→ **WHAT TO DO**
Exactly the line that contains "Objective — one pin per instance of the shoreline" and the lines following it to the end of the data are to be reproduced, and nothing more.

### EXCERPTED RECORDS

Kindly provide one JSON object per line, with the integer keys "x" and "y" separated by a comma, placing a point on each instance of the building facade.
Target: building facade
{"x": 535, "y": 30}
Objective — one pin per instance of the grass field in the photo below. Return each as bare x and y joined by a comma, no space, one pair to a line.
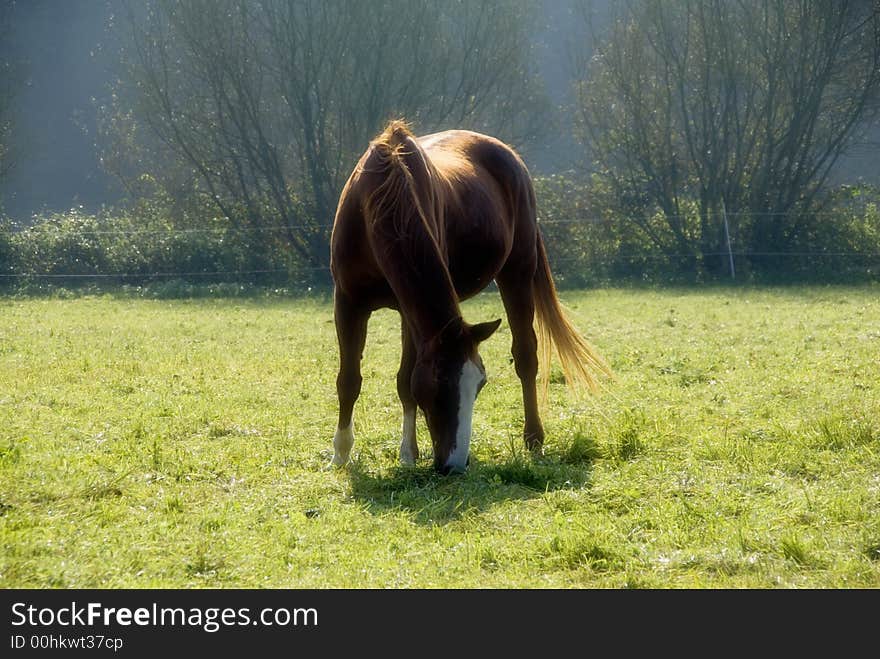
150,443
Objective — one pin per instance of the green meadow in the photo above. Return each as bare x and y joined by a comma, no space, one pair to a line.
184,444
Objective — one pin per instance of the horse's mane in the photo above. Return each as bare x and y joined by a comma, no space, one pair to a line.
406,200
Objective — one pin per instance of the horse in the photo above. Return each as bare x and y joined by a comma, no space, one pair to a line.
421,224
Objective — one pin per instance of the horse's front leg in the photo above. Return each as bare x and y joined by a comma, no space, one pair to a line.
409,448
516,293
351,333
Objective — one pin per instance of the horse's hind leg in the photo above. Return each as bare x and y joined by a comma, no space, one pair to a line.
351,333
516,293
409,448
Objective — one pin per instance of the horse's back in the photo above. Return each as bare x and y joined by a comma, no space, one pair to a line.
488,212
490,209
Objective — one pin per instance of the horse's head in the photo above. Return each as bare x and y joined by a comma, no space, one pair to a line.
446,379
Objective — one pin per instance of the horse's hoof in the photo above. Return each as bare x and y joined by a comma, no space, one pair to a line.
336,463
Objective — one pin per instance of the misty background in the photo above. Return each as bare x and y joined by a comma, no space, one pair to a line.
70,85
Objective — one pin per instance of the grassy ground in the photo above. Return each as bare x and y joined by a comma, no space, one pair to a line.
182,444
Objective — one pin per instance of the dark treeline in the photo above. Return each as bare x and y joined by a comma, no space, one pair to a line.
705,134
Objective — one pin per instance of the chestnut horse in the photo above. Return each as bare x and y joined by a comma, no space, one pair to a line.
421,224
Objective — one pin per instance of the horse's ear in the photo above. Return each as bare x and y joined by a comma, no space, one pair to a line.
483,331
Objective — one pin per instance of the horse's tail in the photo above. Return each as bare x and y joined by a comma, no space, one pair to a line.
404,195
580,362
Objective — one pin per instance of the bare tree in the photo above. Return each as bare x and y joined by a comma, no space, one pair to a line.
266,104
693,106
8,83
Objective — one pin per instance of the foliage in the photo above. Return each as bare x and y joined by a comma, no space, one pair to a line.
593,237
265,107
694,110
145,243
182,444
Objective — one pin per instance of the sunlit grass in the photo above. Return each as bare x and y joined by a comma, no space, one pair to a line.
183,444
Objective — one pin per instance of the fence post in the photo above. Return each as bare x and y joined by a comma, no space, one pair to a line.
727,238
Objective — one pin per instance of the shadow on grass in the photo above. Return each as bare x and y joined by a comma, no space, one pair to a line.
431,499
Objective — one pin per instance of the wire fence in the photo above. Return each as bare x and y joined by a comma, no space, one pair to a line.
564,256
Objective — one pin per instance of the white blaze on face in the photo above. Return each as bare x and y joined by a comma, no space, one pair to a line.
468,385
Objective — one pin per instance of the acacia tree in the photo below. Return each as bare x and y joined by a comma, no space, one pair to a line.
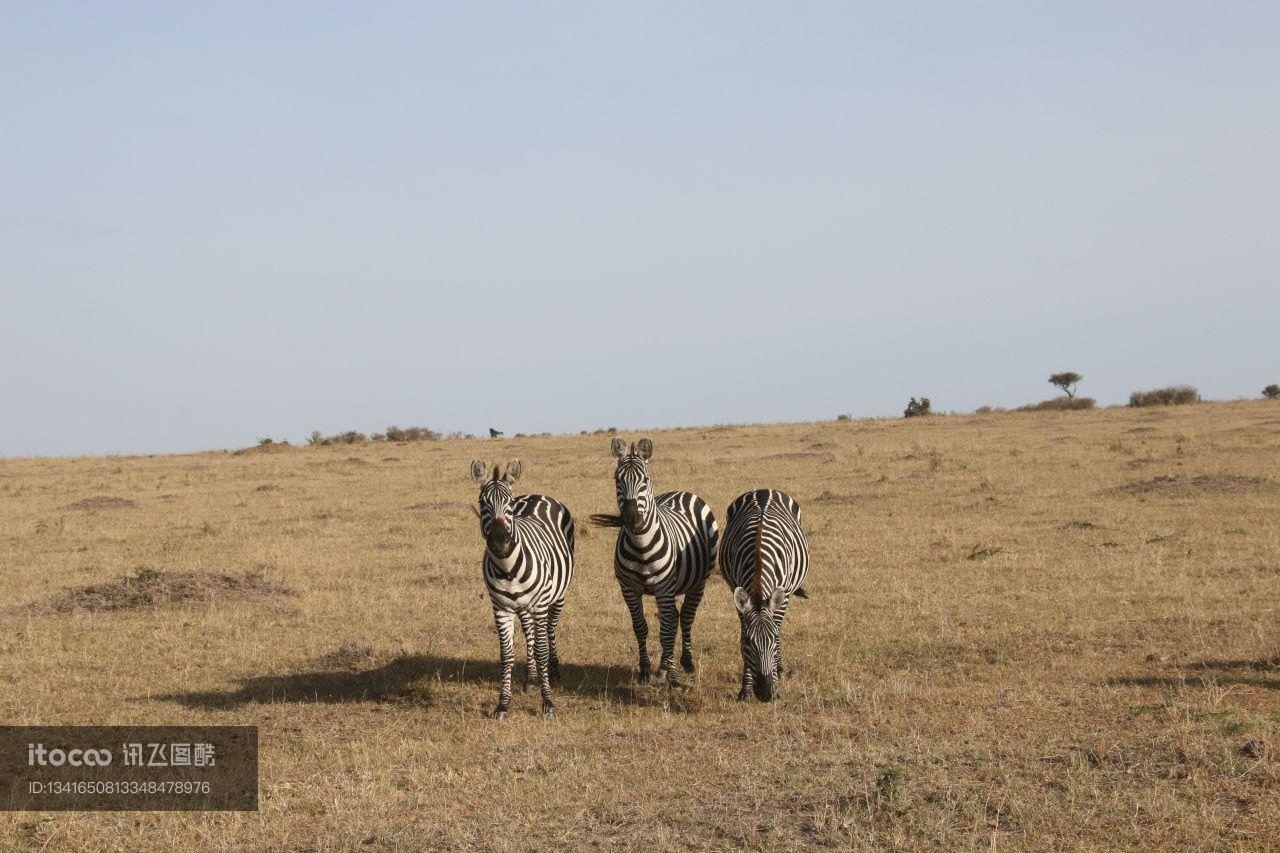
1066,381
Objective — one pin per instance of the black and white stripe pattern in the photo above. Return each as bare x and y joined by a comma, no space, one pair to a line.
528,566
666,548
764,559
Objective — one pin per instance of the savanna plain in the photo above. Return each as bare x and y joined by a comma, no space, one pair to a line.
1024,632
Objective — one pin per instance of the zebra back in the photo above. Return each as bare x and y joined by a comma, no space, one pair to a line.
764,547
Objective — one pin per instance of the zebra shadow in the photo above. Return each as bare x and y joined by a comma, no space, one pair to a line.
414,679
1262,673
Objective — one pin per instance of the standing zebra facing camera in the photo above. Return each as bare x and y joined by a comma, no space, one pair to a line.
528,566
666,548
764,557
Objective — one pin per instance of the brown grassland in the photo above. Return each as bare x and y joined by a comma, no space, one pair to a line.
1024,630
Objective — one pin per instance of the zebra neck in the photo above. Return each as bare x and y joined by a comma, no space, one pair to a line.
506,565
649,533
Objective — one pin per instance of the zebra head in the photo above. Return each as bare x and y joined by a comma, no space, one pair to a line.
635,487
496,505
759,639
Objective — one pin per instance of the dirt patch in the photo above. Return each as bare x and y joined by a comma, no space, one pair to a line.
798,455
831,497
152,588
1198,484
269,447
103,502
351,656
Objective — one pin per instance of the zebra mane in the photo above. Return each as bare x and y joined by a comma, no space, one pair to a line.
758,582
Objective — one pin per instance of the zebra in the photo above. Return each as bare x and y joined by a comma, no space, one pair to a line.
763,557
666,548
528,566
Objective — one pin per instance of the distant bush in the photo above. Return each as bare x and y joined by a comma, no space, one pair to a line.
1066,381
918,407
411,434
1170,396
350,437
392,434
1061,404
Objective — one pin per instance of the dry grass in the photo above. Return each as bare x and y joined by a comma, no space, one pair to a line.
1006,643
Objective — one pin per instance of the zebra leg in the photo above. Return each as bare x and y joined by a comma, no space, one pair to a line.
778,615
526,625
543,647
503,619
748,684
640,626
688,610
552,624
668,616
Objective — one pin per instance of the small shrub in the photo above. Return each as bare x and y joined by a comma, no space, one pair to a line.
1061,404
1170,396
1066,381
350,437
411,434
918,407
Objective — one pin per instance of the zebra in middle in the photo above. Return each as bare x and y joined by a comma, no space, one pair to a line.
764,559
666,548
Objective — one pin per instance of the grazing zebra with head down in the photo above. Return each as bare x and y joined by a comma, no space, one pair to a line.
528,566
764,557
666,548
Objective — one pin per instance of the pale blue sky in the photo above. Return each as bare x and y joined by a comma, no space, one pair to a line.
220,220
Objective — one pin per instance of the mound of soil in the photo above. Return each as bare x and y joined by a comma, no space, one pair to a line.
1198,484
351,656
270,447
798,455
151,588
103,502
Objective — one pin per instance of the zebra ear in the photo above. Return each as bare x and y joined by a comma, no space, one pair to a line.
776,600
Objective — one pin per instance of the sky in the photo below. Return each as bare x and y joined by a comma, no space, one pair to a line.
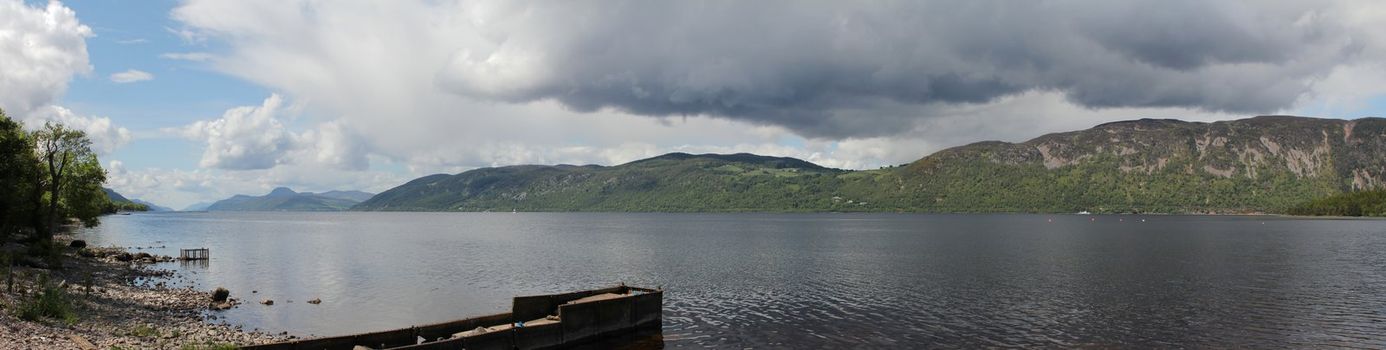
198,100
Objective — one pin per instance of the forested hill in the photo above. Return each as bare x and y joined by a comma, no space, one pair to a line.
284,199
1266,163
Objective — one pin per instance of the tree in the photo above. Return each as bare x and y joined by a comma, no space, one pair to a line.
61,150
17,166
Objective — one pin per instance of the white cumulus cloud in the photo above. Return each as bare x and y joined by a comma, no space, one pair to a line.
106,137
130,76
257,137
40,50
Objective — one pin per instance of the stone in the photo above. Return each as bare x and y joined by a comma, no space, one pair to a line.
221,295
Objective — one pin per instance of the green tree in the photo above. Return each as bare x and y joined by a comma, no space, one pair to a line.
17,166
67,159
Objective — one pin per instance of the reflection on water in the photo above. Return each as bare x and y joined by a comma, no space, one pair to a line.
808,280
198,264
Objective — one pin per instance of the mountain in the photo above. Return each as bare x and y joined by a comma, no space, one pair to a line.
1349,204
121,204
284,199
667,183
153,206
348,195
1266,163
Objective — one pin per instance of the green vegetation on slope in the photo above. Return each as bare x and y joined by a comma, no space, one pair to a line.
284,199
121,204
1267,163
1352,204
47,177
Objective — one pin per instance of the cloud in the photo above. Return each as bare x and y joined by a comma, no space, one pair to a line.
40,49
244,137
826,69
194,57
106,137
180,187
445,86
257,137
130,76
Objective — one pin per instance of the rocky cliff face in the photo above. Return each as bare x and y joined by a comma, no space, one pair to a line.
1249,165
1264,163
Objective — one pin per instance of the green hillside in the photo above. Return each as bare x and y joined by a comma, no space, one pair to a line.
1267,163
121,204
1350,204
283,199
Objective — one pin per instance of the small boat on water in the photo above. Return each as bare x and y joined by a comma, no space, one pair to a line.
542,321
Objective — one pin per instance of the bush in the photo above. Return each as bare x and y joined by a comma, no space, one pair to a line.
53,302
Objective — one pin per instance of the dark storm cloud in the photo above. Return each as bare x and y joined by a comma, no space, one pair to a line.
846,68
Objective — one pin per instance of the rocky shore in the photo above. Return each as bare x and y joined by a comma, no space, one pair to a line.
118,300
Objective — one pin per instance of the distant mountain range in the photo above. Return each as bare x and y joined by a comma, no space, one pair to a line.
284,199
1266,163
126,204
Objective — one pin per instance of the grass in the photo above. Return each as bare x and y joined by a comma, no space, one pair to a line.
51,302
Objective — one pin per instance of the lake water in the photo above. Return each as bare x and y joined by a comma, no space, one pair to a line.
808,281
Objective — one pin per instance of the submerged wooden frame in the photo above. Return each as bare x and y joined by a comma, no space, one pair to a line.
578,323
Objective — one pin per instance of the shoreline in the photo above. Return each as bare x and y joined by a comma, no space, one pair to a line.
118,305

######

→ **SOLUTION**
Objective — one pin per instance of the shoreline in the photo above. Return each as bare x and y joined by a comma, no space, one pair to a line.
118,305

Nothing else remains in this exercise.